■ Problem statement: Please find the lines in the following records that hold "outlet", and copy them.
------ Input data ------
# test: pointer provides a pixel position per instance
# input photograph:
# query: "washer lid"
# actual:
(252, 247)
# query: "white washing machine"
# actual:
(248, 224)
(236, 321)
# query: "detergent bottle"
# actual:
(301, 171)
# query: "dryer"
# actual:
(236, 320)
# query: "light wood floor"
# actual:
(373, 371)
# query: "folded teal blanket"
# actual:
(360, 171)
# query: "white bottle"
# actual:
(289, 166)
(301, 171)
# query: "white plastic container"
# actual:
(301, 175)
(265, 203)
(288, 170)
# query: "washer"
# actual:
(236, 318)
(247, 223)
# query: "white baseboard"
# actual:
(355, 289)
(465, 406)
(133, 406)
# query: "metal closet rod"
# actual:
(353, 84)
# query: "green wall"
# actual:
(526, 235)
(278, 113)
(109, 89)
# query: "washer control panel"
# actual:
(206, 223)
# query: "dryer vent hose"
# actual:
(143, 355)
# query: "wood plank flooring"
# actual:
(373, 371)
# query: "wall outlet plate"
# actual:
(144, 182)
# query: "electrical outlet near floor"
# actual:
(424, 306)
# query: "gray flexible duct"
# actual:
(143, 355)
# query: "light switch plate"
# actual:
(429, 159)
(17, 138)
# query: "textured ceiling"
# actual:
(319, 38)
------
------ Input data ------
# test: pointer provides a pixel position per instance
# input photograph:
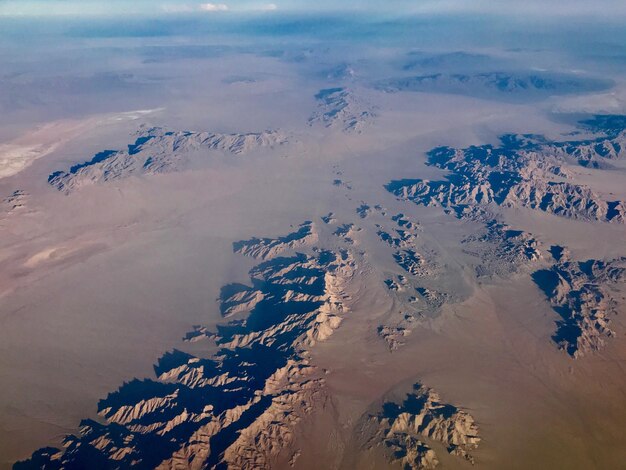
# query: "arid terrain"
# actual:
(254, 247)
------
■ Exercise solution:
# query: "wall outlet plate"
# query: "electrical outlet near floor"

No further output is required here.